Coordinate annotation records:
⁂

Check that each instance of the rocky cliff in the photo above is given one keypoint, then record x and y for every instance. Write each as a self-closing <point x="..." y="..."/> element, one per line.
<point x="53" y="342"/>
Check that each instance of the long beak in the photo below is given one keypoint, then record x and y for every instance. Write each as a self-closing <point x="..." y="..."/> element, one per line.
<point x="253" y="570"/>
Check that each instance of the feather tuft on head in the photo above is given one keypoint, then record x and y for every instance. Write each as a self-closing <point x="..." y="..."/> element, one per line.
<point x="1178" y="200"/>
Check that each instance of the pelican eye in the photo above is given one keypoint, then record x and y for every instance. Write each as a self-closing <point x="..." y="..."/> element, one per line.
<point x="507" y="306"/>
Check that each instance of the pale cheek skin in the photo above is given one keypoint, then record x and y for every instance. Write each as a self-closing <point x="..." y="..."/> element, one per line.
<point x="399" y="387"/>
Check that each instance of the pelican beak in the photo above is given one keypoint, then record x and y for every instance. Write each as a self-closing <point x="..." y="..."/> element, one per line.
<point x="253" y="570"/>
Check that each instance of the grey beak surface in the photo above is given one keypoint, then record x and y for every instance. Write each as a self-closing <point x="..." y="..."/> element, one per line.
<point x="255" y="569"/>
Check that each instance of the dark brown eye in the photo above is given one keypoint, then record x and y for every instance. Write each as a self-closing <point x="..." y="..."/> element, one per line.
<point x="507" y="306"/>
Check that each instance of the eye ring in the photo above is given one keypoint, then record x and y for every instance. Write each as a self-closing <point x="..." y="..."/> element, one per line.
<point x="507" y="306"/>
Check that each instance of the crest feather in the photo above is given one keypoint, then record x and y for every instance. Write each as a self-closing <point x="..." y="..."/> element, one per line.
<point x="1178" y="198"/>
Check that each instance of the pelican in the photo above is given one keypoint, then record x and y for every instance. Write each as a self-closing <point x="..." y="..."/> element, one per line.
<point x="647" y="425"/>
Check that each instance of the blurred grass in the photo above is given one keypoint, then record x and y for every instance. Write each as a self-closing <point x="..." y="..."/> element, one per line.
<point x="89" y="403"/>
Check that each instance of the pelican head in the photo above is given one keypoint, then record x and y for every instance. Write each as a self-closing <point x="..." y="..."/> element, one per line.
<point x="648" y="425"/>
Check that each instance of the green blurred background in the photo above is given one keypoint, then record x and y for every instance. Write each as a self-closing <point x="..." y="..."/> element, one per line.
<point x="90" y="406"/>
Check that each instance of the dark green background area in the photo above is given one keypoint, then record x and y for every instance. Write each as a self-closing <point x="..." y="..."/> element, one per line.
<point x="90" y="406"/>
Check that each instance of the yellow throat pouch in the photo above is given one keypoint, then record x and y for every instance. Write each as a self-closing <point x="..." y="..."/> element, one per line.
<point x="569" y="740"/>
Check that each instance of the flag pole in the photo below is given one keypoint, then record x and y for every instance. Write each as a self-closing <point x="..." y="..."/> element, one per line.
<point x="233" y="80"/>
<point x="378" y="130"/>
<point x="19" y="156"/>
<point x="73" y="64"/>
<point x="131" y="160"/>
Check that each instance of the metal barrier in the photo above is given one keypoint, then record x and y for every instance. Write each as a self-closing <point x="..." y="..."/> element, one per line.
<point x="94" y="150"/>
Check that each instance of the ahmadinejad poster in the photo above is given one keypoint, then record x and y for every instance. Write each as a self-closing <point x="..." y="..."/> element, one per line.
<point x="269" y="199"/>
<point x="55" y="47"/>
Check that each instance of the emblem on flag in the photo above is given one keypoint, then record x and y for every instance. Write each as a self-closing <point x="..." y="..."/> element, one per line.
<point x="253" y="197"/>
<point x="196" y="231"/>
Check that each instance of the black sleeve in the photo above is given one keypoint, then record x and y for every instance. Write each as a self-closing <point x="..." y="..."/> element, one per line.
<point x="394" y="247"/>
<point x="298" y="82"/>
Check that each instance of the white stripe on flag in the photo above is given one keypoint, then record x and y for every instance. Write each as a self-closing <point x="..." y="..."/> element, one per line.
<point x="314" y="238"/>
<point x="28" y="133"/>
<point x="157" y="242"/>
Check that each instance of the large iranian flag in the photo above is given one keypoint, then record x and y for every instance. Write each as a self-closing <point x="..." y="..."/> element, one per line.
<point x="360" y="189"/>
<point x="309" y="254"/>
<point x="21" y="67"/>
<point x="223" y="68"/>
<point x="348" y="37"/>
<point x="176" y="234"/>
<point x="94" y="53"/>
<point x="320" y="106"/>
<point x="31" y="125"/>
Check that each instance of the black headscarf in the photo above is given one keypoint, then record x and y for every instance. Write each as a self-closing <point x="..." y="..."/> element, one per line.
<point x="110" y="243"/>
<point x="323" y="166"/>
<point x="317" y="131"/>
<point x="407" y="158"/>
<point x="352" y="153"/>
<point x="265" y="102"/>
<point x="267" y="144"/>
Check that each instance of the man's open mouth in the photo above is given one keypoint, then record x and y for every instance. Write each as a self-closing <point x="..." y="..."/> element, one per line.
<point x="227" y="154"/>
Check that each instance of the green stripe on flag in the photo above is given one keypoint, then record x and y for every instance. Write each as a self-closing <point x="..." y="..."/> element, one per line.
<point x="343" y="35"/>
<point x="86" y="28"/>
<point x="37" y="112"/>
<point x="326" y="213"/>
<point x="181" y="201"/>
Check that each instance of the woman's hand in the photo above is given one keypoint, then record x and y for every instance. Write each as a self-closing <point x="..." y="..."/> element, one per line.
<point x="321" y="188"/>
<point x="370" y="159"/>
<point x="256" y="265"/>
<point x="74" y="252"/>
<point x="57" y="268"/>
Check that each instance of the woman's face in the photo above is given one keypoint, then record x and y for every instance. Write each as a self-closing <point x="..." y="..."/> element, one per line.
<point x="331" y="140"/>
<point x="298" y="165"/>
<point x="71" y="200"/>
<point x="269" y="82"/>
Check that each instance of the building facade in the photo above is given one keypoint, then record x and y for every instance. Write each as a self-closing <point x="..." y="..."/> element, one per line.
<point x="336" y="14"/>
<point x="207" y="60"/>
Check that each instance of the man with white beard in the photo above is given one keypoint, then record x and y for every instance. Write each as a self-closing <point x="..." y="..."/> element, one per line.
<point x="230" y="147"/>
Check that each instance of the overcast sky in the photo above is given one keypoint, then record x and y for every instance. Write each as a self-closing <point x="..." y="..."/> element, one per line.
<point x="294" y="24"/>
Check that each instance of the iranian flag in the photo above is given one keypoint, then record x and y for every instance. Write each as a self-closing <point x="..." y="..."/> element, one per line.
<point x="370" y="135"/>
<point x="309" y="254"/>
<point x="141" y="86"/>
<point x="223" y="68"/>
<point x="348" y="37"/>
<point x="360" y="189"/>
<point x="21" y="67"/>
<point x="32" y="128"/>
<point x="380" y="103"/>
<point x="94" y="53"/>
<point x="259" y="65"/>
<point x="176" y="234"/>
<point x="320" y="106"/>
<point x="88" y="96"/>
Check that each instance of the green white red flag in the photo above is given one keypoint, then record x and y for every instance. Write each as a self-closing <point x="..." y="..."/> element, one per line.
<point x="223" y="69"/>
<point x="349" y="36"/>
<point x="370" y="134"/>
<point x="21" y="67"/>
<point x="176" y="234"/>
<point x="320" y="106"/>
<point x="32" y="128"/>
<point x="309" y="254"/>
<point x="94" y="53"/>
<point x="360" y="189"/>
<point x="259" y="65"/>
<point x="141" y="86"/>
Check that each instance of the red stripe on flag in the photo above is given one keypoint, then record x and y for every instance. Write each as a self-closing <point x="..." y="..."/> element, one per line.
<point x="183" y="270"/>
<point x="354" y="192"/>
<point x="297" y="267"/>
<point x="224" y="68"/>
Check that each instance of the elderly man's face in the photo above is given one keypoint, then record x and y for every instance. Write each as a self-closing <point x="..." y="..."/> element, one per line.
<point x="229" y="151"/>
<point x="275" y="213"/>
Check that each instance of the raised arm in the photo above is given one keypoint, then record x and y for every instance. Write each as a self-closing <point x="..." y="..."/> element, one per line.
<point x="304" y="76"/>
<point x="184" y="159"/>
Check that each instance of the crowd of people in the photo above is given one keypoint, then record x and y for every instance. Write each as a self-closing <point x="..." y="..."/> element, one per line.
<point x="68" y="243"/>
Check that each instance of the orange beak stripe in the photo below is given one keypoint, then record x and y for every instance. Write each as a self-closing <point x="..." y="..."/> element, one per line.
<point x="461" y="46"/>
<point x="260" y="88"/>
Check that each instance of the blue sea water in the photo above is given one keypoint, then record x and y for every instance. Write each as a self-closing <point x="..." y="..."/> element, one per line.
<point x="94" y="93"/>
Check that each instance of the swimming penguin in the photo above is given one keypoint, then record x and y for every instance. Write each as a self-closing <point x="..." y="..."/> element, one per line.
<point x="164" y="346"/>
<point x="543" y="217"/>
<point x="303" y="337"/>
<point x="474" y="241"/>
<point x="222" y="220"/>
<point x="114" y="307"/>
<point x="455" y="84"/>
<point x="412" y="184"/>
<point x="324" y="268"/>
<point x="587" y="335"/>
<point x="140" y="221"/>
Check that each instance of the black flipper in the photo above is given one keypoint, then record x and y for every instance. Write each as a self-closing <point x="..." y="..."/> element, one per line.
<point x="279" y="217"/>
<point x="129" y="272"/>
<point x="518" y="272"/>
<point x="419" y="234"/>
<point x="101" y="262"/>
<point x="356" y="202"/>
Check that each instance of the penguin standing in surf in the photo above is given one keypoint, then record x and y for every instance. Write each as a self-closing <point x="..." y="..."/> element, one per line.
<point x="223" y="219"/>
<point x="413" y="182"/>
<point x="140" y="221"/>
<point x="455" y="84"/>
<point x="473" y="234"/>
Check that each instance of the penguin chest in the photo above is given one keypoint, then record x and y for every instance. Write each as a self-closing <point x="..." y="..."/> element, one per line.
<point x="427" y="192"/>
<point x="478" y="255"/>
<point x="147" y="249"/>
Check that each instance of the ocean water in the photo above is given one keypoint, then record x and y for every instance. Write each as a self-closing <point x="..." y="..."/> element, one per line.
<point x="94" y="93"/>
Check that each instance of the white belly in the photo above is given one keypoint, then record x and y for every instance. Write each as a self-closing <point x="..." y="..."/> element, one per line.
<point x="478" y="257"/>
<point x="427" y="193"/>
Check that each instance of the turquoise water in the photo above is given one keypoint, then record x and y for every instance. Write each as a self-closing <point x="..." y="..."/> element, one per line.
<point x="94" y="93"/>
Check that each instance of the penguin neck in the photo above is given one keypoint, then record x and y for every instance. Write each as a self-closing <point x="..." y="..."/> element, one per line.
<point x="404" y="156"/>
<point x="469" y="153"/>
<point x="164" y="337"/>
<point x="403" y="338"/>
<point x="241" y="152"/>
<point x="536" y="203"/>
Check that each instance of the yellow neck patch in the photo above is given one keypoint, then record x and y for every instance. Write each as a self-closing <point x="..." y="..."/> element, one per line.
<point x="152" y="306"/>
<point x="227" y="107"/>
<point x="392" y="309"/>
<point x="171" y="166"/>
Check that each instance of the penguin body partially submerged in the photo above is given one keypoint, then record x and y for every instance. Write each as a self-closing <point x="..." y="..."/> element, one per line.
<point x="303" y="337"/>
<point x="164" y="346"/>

⁂

▶ _Given exercise_:
Reproduce the lines from the one containing "Check that each instance of the penguin body" through the end of the records, putting "half submerged" in place of "partially submerged" and changing nothing else.

▶ _Exercise answer_:
Check that each instance of the penguin body half submerged in the photo above is given one keypoint, then record x and y for every instance. Write each as a self-closing <point x="..." y="..."/> element, one per line.
<point x="303" y="337"/>
<point x="164" y="346"/>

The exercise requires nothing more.